Exercise description
Please reproduce the lines below exactly, starting with the line that contains "the white jersey" and continuing through the last line.

Task inputs

● ● ● ●

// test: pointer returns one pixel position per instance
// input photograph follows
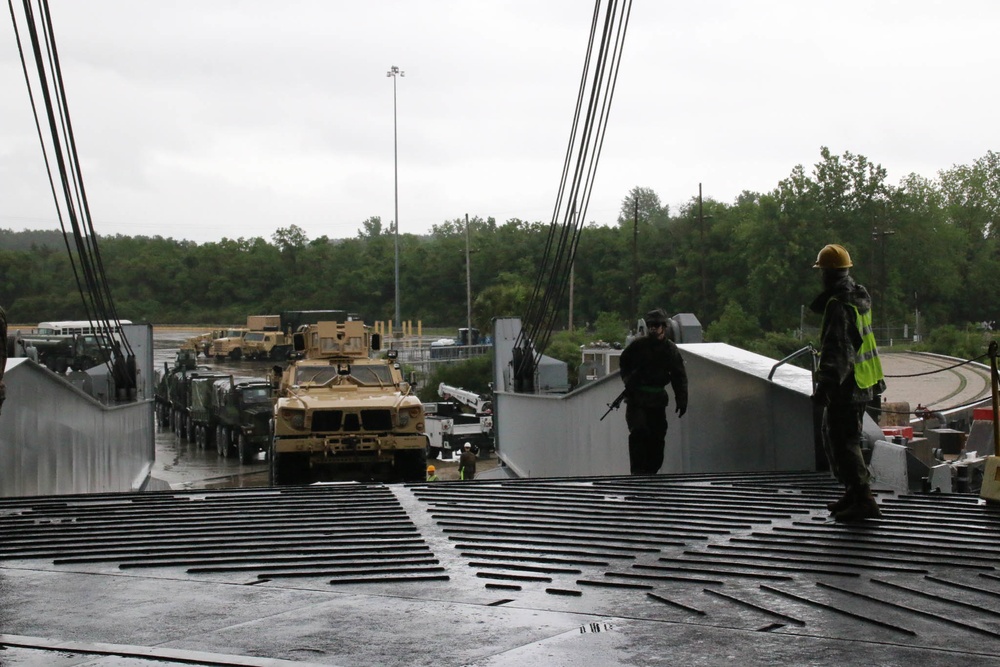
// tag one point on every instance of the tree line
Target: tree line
(927, 249)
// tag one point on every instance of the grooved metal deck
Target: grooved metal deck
(597, 571)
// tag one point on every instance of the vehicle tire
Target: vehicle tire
(287, 469)
(242, 448)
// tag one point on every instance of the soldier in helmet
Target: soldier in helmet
(467, 462)
(648, 365)
(849, 377)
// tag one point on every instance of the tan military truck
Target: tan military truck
(341, 413)
(229, 345)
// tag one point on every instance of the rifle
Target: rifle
(613, 405)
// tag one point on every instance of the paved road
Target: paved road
(933, 381)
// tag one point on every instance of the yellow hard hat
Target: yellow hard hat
(833, 256)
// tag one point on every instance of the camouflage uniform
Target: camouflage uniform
(647, 366)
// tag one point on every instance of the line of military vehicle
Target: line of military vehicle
(337, 410)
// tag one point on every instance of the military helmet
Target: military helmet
(833, 256)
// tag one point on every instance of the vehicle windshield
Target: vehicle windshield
(364, 375)
(256, 395)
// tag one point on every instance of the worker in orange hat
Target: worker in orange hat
(849, 377)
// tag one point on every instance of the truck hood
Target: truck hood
(360, 397)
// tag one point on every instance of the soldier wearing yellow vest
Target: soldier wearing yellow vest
(848, 378)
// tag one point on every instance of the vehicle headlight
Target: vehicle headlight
(294, 418)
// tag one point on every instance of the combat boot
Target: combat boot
(840, 505)
(863, 506)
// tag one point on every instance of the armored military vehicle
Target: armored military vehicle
(243, 408)
(343, 414)
(229, 345)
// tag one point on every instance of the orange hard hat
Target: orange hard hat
(833, 256)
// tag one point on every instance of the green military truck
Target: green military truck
(200, 413)
(243, 408)
(341, 413)
(166, 381)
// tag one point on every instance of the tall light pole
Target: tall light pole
(468, 282)
(394, 72)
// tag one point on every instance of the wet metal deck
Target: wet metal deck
(665, 570)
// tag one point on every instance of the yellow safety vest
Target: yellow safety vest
(867, 365)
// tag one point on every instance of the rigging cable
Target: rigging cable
(96, 297)
(572, 200)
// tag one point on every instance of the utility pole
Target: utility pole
(395, 72)
(468, 282)
(701, 226)
(635, 260)
(879, 241)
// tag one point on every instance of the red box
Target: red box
(982, 414)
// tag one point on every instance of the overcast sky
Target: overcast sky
(207, 119)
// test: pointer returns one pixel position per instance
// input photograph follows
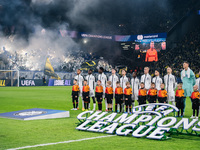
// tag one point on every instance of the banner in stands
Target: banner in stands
(48, 70)
(108, 37)
(54, 82)
(89, 65)
(8, 82)
(128, 38)
(32, 82)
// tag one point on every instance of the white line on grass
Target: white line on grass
(47, 144)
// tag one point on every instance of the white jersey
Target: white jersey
(91, 82)
(102, 77)
(113, 79)
(198, 83)
(135, 83)
(123, 81)
(157, 80)
(80, 80)
(170, 83)
(146, 79)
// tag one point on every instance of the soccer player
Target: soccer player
(80, 80)
(99, 94)
(113, 78)
(142, 94)
(102, 77)
(85, 92)
(162, 94)
(152, 94)
(128, 94)
(188, 79)
(75, 93)
(135, 83)
(123, 81)
(195, 102)
(146, 78)
(179, 96)
(151, 54)
(109, 95)
(91, 82)
(198, 82)
(170, 83)
(118, 97)
(157, 80)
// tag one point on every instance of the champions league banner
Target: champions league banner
(153, 121)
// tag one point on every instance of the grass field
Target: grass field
(18, 133)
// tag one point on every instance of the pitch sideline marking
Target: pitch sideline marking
(70, 141)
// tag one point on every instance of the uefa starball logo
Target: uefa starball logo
(30, 113)
(153, 121)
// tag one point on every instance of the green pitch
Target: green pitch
(18, 133)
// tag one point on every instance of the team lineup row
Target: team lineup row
(126, 93)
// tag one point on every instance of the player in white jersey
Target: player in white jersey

● ● ● ●

Result for this exercise
// tag one point on every instance of the white jersey
Target: white jersey
(91, 82)
(102, 77)
(113, 79)
(198, 83)
(135, 83)
(123, 81)
(157, 80)
(80, 80)
(170, 83)
(146, 79)
// tag one point on every instance of the soccer player
Target: soccer player
(80, 80)
(99, 94)
(113, 78)
(142, 94)
(102, 77)
(85, 92)
(162, 94)
(152, 94)
(128, 94)
(188, 79)
(75, 93)
(135, 83)
(123, 81)
(195, 102)
(146, 78)
(179, 96)
(151, 54)
(109, 95)
(91, 82)
(198, 82)
(170, 83)
(118, 97)
(157, 80)
// tag one point on every instance of the champions league banner
Target: champions league banner
(153, 121)
// tag one point on every instance of the grass field
Target: grass field
(18, 133)
// tag one point on every instance of the pitch sideline marking
Target: pitch sideline marking
(70, 141)
// tag one point on every instance of the uefa starball logo
Target: uefa starball logo
(30, 113)
(153, 121)
// tag one point on every instance of the green pitch
Target: green pitch
(18, 133)
// tag one point on every instance of the team lineup row
Target: team lineup row
(126, 93)
// tag one point on every instance of the player in white jersey
Target: player in white jersey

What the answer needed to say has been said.